» Extrait du texte:
##########

Depuis une dizaine d'années, un outil est régulièrement mobilisé durant les périodes électorales : le test électoral. Basé sur une série de questions inspirées des programmes des partis politiques en lice, le test électoral vous indique de quel(s) parti(s) vous êtes le plus proche. Il permet, en un temps court, d’explorer des différences idéologiques, de découvrir des convergences inattendues, ou d’approfondir certains enjeux. Une manière interactive de parcourir, en quelques clics, toute l’offre politique.
Les promoteurs et développeurs de ces outils, à l'instar de la RTBF en Belgique, les décrivent comme des "outils démocratiques" et des "boussoles électorales" dont le but est pédagogique et instructif. Ils viseraient à clarifier les positions des partis, à prioriser les enjeux importants, à réduire l'impact médiatique et à faciliter une prise de décision éclairée. De son côté, pour son test électoral de la présidentielle française de 2022, le Monde rappelle qu'un test "n'est destiné qu'à donner un ordre de grandeur des points d'accord ou de désaccord avec les différents candidats, il ne doit pas être surinterprété.".

##########

» Enregistrements stockés:
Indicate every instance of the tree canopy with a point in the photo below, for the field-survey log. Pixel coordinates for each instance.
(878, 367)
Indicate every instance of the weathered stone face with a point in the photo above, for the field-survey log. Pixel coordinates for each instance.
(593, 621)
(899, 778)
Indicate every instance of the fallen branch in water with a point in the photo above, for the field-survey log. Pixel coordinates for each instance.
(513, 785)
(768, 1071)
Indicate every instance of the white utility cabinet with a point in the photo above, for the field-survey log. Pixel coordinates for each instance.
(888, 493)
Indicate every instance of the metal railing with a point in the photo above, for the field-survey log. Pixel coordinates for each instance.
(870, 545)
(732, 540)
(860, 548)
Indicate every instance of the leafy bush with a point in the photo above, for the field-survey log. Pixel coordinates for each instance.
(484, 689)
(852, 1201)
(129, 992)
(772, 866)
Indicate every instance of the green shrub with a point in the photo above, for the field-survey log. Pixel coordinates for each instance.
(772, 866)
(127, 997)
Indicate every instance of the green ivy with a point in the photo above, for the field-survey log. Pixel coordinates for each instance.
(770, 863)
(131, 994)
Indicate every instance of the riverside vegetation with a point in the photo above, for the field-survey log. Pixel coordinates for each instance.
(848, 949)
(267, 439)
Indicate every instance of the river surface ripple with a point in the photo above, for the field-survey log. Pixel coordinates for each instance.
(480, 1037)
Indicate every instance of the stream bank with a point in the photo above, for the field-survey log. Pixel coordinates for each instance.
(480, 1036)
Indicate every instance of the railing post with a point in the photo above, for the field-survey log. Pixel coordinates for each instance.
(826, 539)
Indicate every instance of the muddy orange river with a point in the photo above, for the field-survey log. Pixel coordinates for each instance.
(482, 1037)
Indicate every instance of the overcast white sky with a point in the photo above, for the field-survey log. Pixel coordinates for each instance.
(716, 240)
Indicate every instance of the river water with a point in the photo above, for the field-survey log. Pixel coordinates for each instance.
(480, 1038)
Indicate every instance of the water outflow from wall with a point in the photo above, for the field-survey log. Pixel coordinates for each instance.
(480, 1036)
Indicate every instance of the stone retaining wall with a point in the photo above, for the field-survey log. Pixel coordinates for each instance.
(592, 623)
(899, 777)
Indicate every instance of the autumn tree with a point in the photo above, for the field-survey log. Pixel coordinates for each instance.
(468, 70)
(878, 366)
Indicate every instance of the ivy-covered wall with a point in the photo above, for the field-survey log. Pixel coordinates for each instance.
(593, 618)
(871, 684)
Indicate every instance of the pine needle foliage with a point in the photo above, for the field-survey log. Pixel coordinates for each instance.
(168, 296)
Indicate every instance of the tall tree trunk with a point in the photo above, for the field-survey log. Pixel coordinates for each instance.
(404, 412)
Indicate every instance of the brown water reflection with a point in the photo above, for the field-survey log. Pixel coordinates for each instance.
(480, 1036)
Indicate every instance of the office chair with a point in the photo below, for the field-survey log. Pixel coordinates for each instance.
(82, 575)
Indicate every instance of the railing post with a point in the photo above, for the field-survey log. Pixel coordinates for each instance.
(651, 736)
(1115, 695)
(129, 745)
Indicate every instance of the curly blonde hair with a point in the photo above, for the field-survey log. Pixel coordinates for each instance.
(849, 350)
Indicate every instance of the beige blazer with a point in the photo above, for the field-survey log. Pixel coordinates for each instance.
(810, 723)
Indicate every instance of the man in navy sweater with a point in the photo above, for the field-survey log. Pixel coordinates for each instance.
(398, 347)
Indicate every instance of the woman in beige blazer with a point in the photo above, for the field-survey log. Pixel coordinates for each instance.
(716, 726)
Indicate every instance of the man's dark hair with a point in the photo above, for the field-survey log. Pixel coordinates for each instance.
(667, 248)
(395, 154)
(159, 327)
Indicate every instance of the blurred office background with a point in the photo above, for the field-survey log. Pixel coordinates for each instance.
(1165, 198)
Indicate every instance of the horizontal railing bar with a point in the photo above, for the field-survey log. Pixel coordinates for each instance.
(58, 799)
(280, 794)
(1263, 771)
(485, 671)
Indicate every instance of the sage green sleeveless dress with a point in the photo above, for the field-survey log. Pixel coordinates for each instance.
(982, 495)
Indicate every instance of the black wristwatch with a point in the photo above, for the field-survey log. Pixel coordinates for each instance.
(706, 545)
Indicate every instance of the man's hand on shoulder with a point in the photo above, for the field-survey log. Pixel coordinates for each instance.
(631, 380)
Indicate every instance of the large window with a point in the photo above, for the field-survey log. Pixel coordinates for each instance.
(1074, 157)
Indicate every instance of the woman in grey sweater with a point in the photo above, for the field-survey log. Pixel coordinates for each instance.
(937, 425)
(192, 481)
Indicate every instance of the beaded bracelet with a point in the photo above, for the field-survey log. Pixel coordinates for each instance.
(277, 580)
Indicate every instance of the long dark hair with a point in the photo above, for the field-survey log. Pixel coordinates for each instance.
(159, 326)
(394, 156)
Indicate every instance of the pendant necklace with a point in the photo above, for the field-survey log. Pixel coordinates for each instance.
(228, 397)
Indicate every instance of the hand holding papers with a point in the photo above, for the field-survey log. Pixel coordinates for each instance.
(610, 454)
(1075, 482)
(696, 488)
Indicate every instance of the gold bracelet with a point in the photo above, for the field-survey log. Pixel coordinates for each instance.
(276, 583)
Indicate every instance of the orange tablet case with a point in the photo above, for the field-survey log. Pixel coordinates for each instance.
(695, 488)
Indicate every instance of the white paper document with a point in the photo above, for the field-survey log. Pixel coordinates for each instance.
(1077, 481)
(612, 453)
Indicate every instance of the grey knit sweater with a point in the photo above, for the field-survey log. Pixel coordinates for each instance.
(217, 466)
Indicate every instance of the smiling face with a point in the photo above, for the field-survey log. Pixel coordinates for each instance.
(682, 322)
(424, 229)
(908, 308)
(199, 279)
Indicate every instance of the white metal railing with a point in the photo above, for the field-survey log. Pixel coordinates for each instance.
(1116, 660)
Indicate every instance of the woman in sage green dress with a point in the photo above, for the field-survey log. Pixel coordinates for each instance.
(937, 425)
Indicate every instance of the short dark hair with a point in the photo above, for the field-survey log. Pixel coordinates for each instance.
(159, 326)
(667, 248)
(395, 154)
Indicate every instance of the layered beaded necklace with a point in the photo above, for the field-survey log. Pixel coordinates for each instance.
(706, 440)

##########

» Consignes:
a) Énumérez les objectifs que, selon le texte sur les tests électoraux, ces outils viseraient d'après leurs promoteurs et développeurs.
b) Dans le texte sur les tests électoraux, quel média belge est cité en exemple parmi les promoteurs et développeurs de ces outils ?
c) Reprenez le texte sur les tests électoraux à la suite de sa dernière phrase.

» Réponses:
a)
- Clarifier les positions des partis
- Prioriser les enjeux importants
- Réduire l'impact médiatique
- Faciliter une prise de décision éclairée

b) La RTBF.

c)
À première vue, cette démarche semble à la fois utile et en dehors du champ habituel de ce blog. Il ne s’agit pas d'un sondage, mais d'un outil personnel, d'une aide à la décision. Alors, pourquoi en parler ici ? Parce que des détails méthodologiques méritent que l’on s’y attarde : le choix, la formulation et surtout la pondération des questions. Comme souvent en méthodologie, ces détails peuvent changer beaucoup de choses. Ce billet défend une idée simple : la transparence est une des conditions de la légitimité des tests électoraux. Pour étudier cela, nous allons effectuer un retour dans le temps pour redécouvrir trois tests électoraux avec trois méthodologies différentes :
- Le Monde (2022) : Ce test concerne les élections présidentielles françaises de 2022 et adopte une méthode minimaliste où chaque correspondance entre la réponse de l'utilisateur et la position d'un candidat vaut un point, sans aucune pondération ;
- RTL / Le Soir / Sudinfo (2024) : Ce test concerne les élections fédérales belges de 2024 et utilise une échelle de cinq propositions pour saisir les nuances d'accord des utilisateurs avec des affirmations politiques ;
- La Libre / RTBF (2024) : Toujours concernant les élections fédérales belges de 2024, ce test utilise une méthode de pondération variable et sophistiquée, où chaque question est pondérée en fonction de la fréquence de mots-clefs dans les documents transmis par les partis.
Une réponse = un point (Le Monde)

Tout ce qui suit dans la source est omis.